- Aufgabe 1: Welches Mittel wurde laut dem Text über die Landesanstalt Großschweidnitz meist bei der Ermordung der Kinder verwendet?
- Aufgabe 2: Nennen Sie alle Tötungsarten, die der Text über die Landesanstalt Großschweidnitz im Abschnitt unter der Überschrift „Kinderfachabteilung“ aufführt.
- Aufgabe 3: Fassen Sie den Text über die Landesanstalt Großschweidnitz in drei Sätzen zusammen.

- Ausgangstext:

_ _ _ _ _

Landesanstalt Großschweidnitz: “Eine von sechs NS-Mordstätten des T4-Netzwerkes”
Eine dieser sechs NS-Mordstätten des T4-Netzwerkes war die damalige Landesanstalt Großschweidnitz gewesen. Die beteiligten Ärzte haben sich allerhand Mühe gegeben, um ihre Taten zu verdunkeln.
“Ermordung der Kinder” – “Meist wurde das Barbiturat Luminal verwendet”
“In Bezug auf die Ermordung der Kinder ist festzuhalten, dass sie in der Regel einzeln geschah. Meist wurde das Barbiturat Luminal verwendet, als Todesursache wurde meist „natürlicher Tod“ durch Lungenentzündung angegeben.”
“Als Todesursache wurde meist „natürlicher Tod“ durch Lungenentzündung angegeben”
In diesem Kontext sind auch viele damalige Akten zu verstehen: Viele Menschen wurden still und heimlich getötet und in den dazugehörigen Akten wurde meist eine “natürliche Todesursache” angegeben. Zu allen Überfluss: Viele Eltern oder Angehörige haben ihre Liebsten in guten Glauben in Obhut gegeben.
“Kinderfachabteilung” – “Sie dachten, hier würde ihren Kindern geholfen”
“Kinderfachabteilung, das klang vertrauenerweckend für die Eltern, die ihre Kinder nach Lüneburg schickten. „Sie dachten, hier würde ihren Kindern geholfen“, sagt Sebastian Stierl, Ärztlicher Direktor der heutigen Psychiatrischen Klinik der Stadt, der Nachfolgeeinrichtung der damaligen Anstalt. Doch die Ärzte verabreichten ihnen eine tödliche Überdosis des Schlafmittels Luminal. Oder ließen sie qualvoll verhungern und verdursten.”

_ _ _ _ _

(Gespeicherte Einträge)
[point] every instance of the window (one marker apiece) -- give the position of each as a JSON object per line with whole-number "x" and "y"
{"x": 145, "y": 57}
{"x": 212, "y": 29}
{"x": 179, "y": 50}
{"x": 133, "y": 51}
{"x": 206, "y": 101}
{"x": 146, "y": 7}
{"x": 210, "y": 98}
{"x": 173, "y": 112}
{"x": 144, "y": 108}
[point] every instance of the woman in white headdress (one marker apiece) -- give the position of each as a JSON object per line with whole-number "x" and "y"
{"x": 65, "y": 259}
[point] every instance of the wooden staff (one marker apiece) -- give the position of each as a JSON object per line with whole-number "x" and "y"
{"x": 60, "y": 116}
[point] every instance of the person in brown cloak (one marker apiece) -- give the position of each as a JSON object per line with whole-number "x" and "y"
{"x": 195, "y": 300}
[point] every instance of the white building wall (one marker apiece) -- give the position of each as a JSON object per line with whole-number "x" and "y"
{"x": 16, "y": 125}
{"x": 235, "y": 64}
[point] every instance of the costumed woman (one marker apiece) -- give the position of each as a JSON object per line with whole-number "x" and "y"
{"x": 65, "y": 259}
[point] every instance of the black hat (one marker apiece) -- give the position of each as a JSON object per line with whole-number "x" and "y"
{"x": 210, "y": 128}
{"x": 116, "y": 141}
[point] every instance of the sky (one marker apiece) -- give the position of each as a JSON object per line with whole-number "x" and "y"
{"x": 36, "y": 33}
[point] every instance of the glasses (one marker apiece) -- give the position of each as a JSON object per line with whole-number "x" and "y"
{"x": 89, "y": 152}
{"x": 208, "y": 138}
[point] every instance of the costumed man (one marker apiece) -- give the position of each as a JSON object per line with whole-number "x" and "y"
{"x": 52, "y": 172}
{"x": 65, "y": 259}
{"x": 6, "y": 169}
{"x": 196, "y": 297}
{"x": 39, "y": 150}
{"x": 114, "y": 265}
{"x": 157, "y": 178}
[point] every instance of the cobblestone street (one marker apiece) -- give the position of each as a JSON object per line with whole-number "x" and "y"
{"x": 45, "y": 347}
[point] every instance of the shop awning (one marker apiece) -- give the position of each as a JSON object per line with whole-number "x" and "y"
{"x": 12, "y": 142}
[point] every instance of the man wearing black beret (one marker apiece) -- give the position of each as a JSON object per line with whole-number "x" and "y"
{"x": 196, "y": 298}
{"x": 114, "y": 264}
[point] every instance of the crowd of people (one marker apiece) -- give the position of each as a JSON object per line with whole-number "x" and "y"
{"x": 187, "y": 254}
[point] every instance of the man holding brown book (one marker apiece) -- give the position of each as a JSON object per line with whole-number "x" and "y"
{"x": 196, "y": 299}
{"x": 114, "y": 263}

_ _ _ _ _

- Antwort 1: Meist wurde das Barbiturat Luminal verwendet.

- Antwort 2:
- Verabreichung einer tödlichen Überdosis des Schlafmittels Luminal
- qualvolles Verhungernlassen
- qualvolles Verdurstenlassen

- Antwort 3: Die Landesanstalt Großschweidnitz war eine von sechs NS-Mordstätten des T4-Netzwerkes, und die beteiligten Ärzte bemühten sich, ihre Taten zu verdunkeln. Kinder wurden in der Regel einzeln und meist mit dem Barbiturat Luminal getötet, während in den Akten meist ein „natürlicher Tod“ durch Lungenentzündung angegeben wurde. Viele Eltern und Angehörige hatten ihre Liebsten in gutem Glauben in Obhut gegeben.